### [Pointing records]

# # # # # # #

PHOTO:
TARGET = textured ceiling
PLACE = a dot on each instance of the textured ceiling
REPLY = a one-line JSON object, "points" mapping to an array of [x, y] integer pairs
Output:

# # # # # # #

### [SET TASK]
Above are the records; retype every one exactly.

### [RESPONSE FOR THIS EXERCISE]
PHOTO:
TARGET = textured ceiling
PLACE = a dot on each instance of the textured ceiling
REPLY = a one-line JSON object, "points" mapping to an array of [x, y] integer pairs
Output:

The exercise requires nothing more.